L’ascension professionnelle des femmes dans le domaine du théâtre s’est produite plus tôt au Québec que dans le reste du Canada, mais pas au Centaur. Il y a eu le précédent établi par Yvette Brind’Amour et Mercedes Palomino, cofondatrices du Théâtre du Rideau Vert en 1949. Un peu plus tôt, Martha Allen avait fondé la troupe bilingue Montreal Repertory Company en 1930. Norma Springford a dirigé la Mountain Playouse de 1950 à 1961, alors que Muriel Gold a dirigé le théâtre du Saidye Bronfman Centre de 1972 à 1980. La reprise du Théâtre du Nouveau Monde par Lorraine Pintal en 1992, d’ailleurs toujours en poste, a marqué une avancée importante. Et la liste continue.

Puis, en 2017, Holmes a repris les rênes du Centaur, un établissement dont le fondateur et le directeur artistique Maurice Podbrey a été une figure remarquable pendant 29 ans. Deux autres directeurs, Gordon McCall et Roy Surette, lui ont succédé. C’est maintenant au tour de Holmes de marquer le Centaur de son empreinte.

« Pour moi, ce qui rend le Centaur intéressant, c’est qu’il est en plein milieu d’une des villes les plus dynamiques et cosmopolites d’Amérique du Nord », dit Holmes en cassant la croûte avant un spectacle chez Biddles dans le Vieux Montréal. « Le Centaur entretient, dans sa tradition, des liens avec des œuvres européennes et sud-africaines ainsi qu’avec des pièces canadiennes, surtout montréalaises, ajoute-t-elle. Je crois que toutes ces choses sont d’excellentes fondations pour construire un théâtre urbain. Mon propre modèle est le Public Theater de New York. J’aimerais façonner le Centaur à l’image de ce genre de théâtre pour Montréal. Avec l’avantage d’une communauté diversifiée, autant par sa langue que par sa culture, il y a des gens de partout ici. C’est un auditoire passionnant à atteindre. » Holmes est elle-même une immigrante. Née à Beaumont au Texas, elle a étudié à Houston.

::::

Consigne: Reproduisez mot pour mot l'intégralité du texte sur le Centaur. Le matériel ci-dessous n'a aucun rapport avec le texte sur le Centaur.

Liste des données:
::::

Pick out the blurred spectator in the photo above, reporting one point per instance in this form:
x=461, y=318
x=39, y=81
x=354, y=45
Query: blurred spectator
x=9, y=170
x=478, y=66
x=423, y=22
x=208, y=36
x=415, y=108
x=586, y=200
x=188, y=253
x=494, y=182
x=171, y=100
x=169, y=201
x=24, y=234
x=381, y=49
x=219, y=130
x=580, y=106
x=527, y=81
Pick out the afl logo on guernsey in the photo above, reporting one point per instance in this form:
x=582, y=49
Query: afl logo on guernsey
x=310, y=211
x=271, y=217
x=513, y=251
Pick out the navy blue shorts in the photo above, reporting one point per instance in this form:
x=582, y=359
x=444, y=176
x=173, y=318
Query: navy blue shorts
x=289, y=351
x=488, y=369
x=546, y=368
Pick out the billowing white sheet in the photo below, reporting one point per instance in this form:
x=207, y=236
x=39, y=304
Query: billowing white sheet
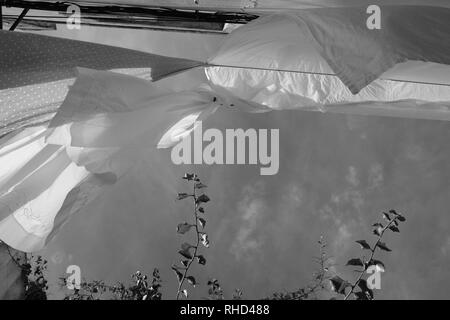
x=272, y=62
x=103, y=127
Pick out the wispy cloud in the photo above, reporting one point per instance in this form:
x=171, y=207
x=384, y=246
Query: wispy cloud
x=250, y=209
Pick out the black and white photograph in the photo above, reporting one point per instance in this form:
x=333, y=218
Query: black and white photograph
x=224, y=154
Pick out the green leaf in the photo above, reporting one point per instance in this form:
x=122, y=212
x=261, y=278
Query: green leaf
x=188, y=176
x=360, y=295
x=178, y=273
x=186, y=246
x=377, y=225
x=394, y=228
x=185, y=253
x=182, y=196
x=355, y=262
x=201, y=259
x=398, y=215
x=184, y=227
x=185, y=262
x=362, y=284
x=383, y=246
x=339, y=285
x=191, y=280
x=375, y=262
x=203, y=198
x=204, y=239
x=202, y=222
x=364, y=244
x=200, y=185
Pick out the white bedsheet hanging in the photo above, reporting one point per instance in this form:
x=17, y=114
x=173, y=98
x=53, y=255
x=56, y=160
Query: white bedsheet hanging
x=272, y=61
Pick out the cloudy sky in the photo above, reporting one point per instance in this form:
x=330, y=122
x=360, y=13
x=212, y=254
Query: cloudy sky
x=337, y=173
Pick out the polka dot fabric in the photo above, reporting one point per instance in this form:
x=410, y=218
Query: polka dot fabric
x=36, y=70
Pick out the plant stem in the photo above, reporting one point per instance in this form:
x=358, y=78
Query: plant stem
x=180, y=285
x=370, y=259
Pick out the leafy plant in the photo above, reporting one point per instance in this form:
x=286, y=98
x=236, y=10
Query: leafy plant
x=190, y=252
x=139, y=289
x=360, y=289
x=318, y=283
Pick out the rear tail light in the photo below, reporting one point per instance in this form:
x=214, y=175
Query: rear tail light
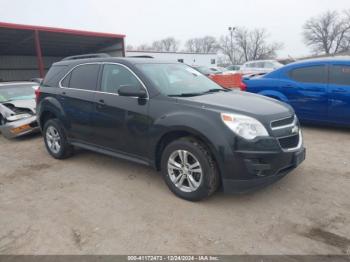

::::

Réponse:
L’ascension professionnelle des femmes dans le domaine du théâtre s’est produite plus tôt au Québec que dans le reste du Canada, mais pas au Centaur. Il y a eu le précédent établi par Yvette Brind’Amour et Mercedes Palomino, cofondatrices du Théâtre du Rideau Vert en 1949. Un peu plus tôt, Martha Allen avait fondé la troupe bilingue Montreal Repertory Company en 1930. Norma Springford a dirigé la Mountain Playouse de 1950 à 1961, alors que Muriel Gold a dirigé le théâtre du Saidye Bronfman Centre de 1972 à 1980. La reprise du Théâtre du Nouveau Monde par Lorraine Pintal en 1992, d’ailleurs toujours en poste, a marqué une avancée importante. Et la liste continue.

Puis, en 2017, Holmes a repris les rênes du Centaur, un établissement dont le fondateur et le directeur artistique Maurice Podbrey a été une figure remarquable pendant 29 ans. Deux autres directeurs, Gordon McCall et Roy Surette, lui ont succédé. C’est maintenant au tour de Holmes de marquer le Centaur de son empreinte.

« Pour moi, ce qui rend le Centaur intéressant, c’est qu’il est en plein milieu d’une des villes les plus dynamiques et cosmopolites d’Amérique du Nord », dit Holmes en cassant la croûte avant un spectacle chez Biddles dans le Vieux Montréal. « Le Centaur entretient, dans sa tradition, des liens avec des œuvres européennes et sud-africaines ainsi qu’avec des pièces canadiennes, surtout montréalaises, ajoute-t-elle. Je crois que toutes ces choses sont d’excellentes fondations pour construire un théâtre urbain. Mon propre modèle est le Public Theater de New York. J’aimerais façonner le Centaur à l’image de ce genre de théâtre pour Montréal. Avec l’avantage d’une communauté diversifiée, autant par sa langue que par sa culture, il y a des gens de partout ici. C’est un auditoire passionnant à atteindre. » Holmes est elle-même une immigrante. Née à Beaumont au Texas, elle a étudié à Houston.